> _TEXTAUSZUG_:
▼▼▼

Die kurzfristige Absage des eigentlich als nächstes eingeplanten Songwriters Donald Byron Wheatley erwies sich insofern als Glücksfall, als dass sich so die Möglichkeit bot, Hadley Mc Call Thackston mit ihren eigenen Songs dem Publikum zu präsentieren. Die Songs ihrer selbst betitelten, von Chris Brown auf der kanadischen Insel Wolfe Island produzierten LP, entstanden in einem eher folkigen Setting. Im eher rockorientierten Umfeld mit der Stephen Stanley Band im Rücken bekam die Sache nun eine ganz andere Richtung. Technisch gesehen lief da eigentlich nicht viel zusammen: Der eher lineare Ansatz der Stephen Stanley Band wollte nicht so recht zu der verspielten, hochemotionalen, überbordenden Art passen, mit der Hadley ihre Melodien und Geschichten eher impulsiv als kontrolliert umspielt und auch der Rhythmus wollte nicht so recht zu dem passen, was da auf der Bühne passierte. Und dennoch gehörte dieses Set zu den emotionalen Highlights des Festivals - einfach weil hier greifbar wurde, dass sich da jemand auf sympathisch unsortierte Art die Seele aus dem Leibe sang. Was wieder mal zeigt, dass sich Musik nicht mit Winkelmesser, Lineal und Tachometer fassen lässt.

Danny Wilson, der im Vorjahr mit seiner Band The Champions Of The World auf dem Static Roots Festival gastierte, gehört sozusagen zum Inventar, denn auch bei den Hauskonzerten, die Dietmar Leibecke in Mülheim veranstaltet, war Wilson schon zu Gast. Der Zufall wollte es, dass Wilson in dem Songwriter Robin Bennett und der lebenden Legende Tony Poole (der mit seiner Band Starry Eyed And Laughing immerhin schon in den frühen 70ern reüssierte) neue gleichgesinnte, magische Gespielen gefunden hat - und das führte dann zu der Supergroup Bennett Wilson Poole. Hier ist es vor allen Dingen die Verbindung zwischen alt und jung auf der einen Seite und Americana und klassischem britischen Songwriting, die den Reiz der Sache ausmacht. Offensichtlich angetrieben von der in Jahrzehnten aufgebauten Rockstar-Energie des betont bodenständigen Rickenbacker-Masters Tony Poole boten Bennett Wilson & Poole eine satte Vollbedienung in Sachen klassischen Gitarren-Songwriter-Pops. Dabei machte sich insbesondere Poole einen Spaß daraus, die gesamte Rockhistorie - von Roy Orbison über die Beatles bis zu den Byrds - rauf und runter zu zitieren; bis hin zu dem Umstand, dass die Band dann schließlich Orbisons "You Got It" zum frenetischen Applaus des Publikums coverte. Dabei darf aber nicht unterschlagen werden, dass Bennett Wilson Poole keine Oldies-Band sind, sondern auch mit feinen, eigenen, biographisch gefärbten Songs überzeugten.

▲▲▲

> _EINTRÄGE_:
▼▼▼

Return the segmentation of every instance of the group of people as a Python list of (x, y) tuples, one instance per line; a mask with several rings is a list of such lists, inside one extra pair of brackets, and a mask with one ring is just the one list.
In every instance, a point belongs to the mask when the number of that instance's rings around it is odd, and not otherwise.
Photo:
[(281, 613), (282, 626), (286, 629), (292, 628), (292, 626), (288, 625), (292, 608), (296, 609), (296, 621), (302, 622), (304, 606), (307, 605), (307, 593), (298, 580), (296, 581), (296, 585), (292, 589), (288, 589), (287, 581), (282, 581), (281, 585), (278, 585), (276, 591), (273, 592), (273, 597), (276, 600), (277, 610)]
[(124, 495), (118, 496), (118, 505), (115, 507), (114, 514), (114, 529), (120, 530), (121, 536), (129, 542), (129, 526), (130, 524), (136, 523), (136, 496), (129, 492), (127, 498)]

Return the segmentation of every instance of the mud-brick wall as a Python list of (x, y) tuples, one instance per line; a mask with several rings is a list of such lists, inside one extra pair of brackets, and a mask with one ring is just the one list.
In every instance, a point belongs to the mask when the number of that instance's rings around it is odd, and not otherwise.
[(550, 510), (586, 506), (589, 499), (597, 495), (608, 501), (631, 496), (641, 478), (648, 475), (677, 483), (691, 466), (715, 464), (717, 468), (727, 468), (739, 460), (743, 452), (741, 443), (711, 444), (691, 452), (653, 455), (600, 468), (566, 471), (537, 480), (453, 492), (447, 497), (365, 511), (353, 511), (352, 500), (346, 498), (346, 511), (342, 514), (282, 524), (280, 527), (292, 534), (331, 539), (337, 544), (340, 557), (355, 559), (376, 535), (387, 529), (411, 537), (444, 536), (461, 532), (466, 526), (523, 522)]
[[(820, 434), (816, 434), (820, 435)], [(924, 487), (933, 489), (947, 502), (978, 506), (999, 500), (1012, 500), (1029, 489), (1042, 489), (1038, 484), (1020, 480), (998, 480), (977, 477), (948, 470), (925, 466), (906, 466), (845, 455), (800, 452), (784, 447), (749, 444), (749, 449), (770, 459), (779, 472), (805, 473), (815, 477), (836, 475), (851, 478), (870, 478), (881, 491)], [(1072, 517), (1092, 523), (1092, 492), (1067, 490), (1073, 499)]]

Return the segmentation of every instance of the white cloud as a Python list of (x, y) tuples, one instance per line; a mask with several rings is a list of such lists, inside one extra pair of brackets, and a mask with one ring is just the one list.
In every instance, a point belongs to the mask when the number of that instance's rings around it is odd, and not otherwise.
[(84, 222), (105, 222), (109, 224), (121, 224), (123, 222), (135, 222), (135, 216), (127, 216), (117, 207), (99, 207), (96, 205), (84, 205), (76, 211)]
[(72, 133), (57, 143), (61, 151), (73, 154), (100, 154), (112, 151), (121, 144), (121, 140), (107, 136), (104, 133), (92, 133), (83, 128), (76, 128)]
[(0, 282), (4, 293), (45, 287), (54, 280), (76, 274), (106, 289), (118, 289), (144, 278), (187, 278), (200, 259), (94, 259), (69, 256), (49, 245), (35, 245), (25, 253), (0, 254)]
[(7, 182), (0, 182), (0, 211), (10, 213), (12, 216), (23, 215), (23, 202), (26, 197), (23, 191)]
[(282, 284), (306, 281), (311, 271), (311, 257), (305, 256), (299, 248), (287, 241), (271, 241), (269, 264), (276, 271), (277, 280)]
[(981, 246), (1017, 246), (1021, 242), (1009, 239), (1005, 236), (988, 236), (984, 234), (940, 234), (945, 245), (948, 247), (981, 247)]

▲▲▲

> _AUFGABE 1_:
Beantworte zum Festivalbericht diese Fragen:
(a) Wer produzierte die selbst betitelte LP von Hadley Mc Call Thackston, und wo entstand sie?
(b) Mit welcher Band war Tony Poole schon in den frühen 70ern erfolgreich?
(c) Welchen Song coverten Bennett Wilson Poole zum Applaus des Publikums?
> _AUFGABE 2_: Führe den Festivalbericht im selben Stil fort, beginnend nach seinem letzten Satz.

> _AUSGABE 1_:
(a) Chris Brown produzierte sie auf der kanadischen Insel Wolfe Island.
(b) Mit Starry Eyed And Laughing.
(c) Roy Orbisons „You Got It“.

> _AUSGABE 2_:
Das schweizerisch/österreichische Quartett Prinz Grizzley ist - trotz des eigenartigen Namens - im Laufe der letzten Monate zu einem heißen Tip in Sachen Americana-Vollbedienung geworden. Letztlich war es sogar die Band um den urigen Frontmann Chris Comper, die die reinrassigsten Country-Elemente auf dem ganzen Festival parat hielten. Von einer klagenden Pedal-Steel-Gitarre geprägte Honky Tonk-Stomper, Bakersfield-Twang-Jigs, Nashville-Walzer und folkige Torch Songs geben sich - mit viel Schmackes und Herzblut - bei Prinz Grizzley sozusagen die Klinke in die Hand. Und das alles, obwohl Chris Comper einen eher Country-untypischen Bariton sein Eigen nennt. Und noch etwas: Niemand käme bei all dem darauf, dass ausgerechnet diese Musikanten aus den Alpen stammen.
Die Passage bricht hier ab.